Source passage:

★ ★ ★ ★ ★ ★ ★

1695 – Captain Hoar sails from Boston for the Indian Ocean in December with 114 crew on board, two of whom were the brothers Otto and Aert van Tuyl, both ship carpenters by trade, which is what Aert was for the ship, while Otto was the ship's doctor (for more information on their trip, see Van Tuyl). At some point on this journey Abraham Samuel was elected quartermaster by the crew.
1696 – April stopover at St. Mary's island (Île Sainte-Marie), Madagascar, a major pirate center at that time, from which additional crew members could always be recruited. Captain Hoar then sailed with the Dutch pirate Dirk Chivers and in the Red Sea they seized several Indian and European ships, one of which was the Rouparelle. Captain Hoar then sailed on alone to the Persian Gulf where he captured a large Indian ship laden with cloth near Surat.

★ ★ ★ ★ ★ ★ ★

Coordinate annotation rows
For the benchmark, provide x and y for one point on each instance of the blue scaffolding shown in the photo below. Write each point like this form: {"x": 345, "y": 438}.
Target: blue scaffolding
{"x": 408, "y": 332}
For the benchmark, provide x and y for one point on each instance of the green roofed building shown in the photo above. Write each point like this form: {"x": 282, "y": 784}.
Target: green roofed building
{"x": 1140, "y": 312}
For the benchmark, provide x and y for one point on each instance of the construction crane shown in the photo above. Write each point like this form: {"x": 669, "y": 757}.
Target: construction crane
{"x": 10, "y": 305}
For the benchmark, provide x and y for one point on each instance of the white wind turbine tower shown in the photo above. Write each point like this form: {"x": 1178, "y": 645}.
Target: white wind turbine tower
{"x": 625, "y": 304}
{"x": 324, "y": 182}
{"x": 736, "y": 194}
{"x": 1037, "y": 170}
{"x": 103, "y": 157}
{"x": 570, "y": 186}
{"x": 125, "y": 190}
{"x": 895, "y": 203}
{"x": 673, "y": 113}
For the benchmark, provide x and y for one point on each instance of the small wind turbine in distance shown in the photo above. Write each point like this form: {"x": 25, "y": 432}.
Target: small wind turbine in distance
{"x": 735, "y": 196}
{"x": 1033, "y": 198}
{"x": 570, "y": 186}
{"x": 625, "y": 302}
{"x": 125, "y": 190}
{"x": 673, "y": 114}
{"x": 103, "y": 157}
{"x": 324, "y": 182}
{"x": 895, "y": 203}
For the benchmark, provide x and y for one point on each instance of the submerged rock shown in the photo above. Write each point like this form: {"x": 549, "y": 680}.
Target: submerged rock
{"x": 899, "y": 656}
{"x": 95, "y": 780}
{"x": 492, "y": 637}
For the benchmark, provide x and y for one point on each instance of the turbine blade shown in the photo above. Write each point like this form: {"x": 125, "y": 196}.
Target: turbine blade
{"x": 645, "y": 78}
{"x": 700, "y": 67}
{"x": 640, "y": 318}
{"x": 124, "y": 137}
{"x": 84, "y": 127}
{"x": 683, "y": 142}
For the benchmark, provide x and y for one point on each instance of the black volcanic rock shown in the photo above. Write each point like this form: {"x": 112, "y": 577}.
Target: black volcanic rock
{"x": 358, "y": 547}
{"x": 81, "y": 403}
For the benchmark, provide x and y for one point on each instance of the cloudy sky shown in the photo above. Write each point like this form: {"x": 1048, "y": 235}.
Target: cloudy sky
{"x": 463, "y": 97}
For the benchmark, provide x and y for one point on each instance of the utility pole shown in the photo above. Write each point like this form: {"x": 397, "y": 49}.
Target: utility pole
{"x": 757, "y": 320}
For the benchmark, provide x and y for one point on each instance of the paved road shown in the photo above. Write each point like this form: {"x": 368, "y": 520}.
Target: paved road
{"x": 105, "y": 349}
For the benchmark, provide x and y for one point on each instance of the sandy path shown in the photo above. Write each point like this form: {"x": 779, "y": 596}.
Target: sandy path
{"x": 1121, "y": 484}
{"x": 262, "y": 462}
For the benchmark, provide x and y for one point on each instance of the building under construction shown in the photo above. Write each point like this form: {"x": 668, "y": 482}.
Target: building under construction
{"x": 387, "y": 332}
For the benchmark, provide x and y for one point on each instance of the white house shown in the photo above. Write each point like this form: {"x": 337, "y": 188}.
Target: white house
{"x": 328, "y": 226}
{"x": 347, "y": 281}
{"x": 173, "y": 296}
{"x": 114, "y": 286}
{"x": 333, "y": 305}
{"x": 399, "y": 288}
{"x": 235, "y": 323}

★ ★ ★ ★ ★ ★ ★

Direction 1:
Reproduce the passage on Captain Hoar's voyages word for word, in full.
Direction 2:
Write out only the lines of the rows starting at the one containing "of the sandy" and ending at the final row, replacing "benchmark" with "evaluation" and leaving everything else unchanged.

Exercise answer 1:
1695 – Captain Hoar sails from Boston for the Indian Ocean in December with 114 crew on board, two of whom were the brothers Otto and Aert van Tuyl, both ship carpenters by trade, which is what Aert was for the ship, while Otto was the ship's doctor (for more information on their trip, see Van Tuyl). At some point on this journey Abraham Samuel was elected quartermaster by the crew.
1696 – April stopover at St. Mary's island (Île Sainte-Marie), Madagascar, a major pirate center at that time, from which additional crew members could always be recruited. Captain Hoar then sailed with the Dutch pirate Dirk Chivers and in the Red Sea they seized several Indian and European ships, one of which was the Rouparelle. Captain Hoar then sailed on alone to the Persian Gulf where he captured a large Indian ship laden with cloth near Surat.

Exercise answer 2:
For the evaluation, provide x and y for one point on each instance of the sandy path shown in the photo above. Write each point like this form: {"x": 779, "y": 596}.
Target: sandy path
{"x": 1121, "y": 484}
{"x": 262, "y": 462}
For the evaluation, provide x and y for one point on each instance of the building under construction shown in the photo above. Write each point like this form: {"x": 668, "y": 482}.
Target: building under construction
{"x": 387, "y": 332}
For the evaluation, provide x and y for one point on each instance of the white house shown in the photo above. Write each point like this form: {"x": 337, "y": 188}.
Target: white house
{"x": 328, "y": 226}
{"x": 347, "y": 281}
{"x": 173, "y": 296}
{"x": 114, "y": 286}
{"x": 333, "y": 305}
{"x": 399, "y": 288}
{"x": 235, "y": 323}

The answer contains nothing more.